§ **Provided text**:

#####

The campaign—organized by the ACLU of Florida, Florida Rising, Women's Voices of Southwest Florida, Florida Women's Freedom Coalition, SEIU 1199 Florida, and Planned Parenthood organizations in the state—also promoted its Rally to End the Six-Week Abortion Ban in Orlando planned for April 13.
Florida Planned Parenthood Action also celebrated the ballot decision, saying, "Floridians will have the opportunity to reclaim their bodily autonomy and freedom from government interference!"
Kelly Hall, executive director of the Fairness Project, called the state court's Amendment 4 decision "fantastic news for the movement to defend and expand reproductive rights using ballot measures," which has become an increasingly popular strategy since the U.S. Supreme Court reversed Roe v. Wade in 2022.

#####

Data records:
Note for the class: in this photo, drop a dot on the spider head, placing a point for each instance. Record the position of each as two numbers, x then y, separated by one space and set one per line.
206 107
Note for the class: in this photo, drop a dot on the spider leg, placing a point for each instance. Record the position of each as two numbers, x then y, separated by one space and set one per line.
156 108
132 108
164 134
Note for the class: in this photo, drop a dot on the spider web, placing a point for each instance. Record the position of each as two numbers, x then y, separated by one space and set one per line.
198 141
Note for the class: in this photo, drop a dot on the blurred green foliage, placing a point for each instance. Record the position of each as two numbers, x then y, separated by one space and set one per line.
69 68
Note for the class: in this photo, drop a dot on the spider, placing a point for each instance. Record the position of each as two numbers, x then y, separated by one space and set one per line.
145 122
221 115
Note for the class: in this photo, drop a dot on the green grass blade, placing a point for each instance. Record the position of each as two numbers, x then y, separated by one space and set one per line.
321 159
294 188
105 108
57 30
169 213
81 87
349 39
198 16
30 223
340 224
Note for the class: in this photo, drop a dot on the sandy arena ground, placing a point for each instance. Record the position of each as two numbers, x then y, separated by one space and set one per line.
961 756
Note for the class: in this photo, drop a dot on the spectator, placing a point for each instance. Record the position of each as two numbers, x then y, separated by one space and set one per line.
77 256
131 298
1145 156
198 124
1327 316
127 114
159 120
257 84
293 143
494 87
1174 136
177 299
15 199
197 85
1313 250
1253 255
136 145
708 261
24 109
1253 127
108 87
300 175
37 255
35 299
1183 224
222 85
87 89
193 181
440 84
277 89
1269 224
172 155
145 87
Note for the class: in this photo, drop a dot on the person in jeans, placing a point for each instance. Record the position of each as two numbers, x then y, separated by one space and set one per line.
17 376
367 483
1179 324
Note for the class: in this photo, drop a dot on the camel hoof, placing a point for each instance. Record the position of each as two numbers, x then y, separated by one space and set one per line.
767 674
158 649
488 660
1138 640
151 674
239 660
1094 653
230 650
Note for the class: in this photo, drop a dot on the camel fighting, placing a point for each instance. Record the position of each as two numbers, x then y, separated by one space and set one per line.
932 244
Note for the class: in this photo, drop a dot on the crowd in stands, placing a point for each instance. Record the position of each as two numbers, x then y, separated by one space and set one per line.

#####

§ **Exercise prompt**: Change "increasingly popular" to "increasingly common" in the Amendment 4 text, starting at "Kelly Hall, executive" and ending at "Wade in 2022.". Work only from the Amendment 4 text.

§ **Expected output**:
Kelly Hall, executive director of the Fairness Project, called the state court's Amendment 4 decision "fantastic news for the movement to defend and expand reproductive rights using ballot measures," which has become an increasingly common strategy since the U.S. Supreme Court reversed Roe v. Wade in 2022.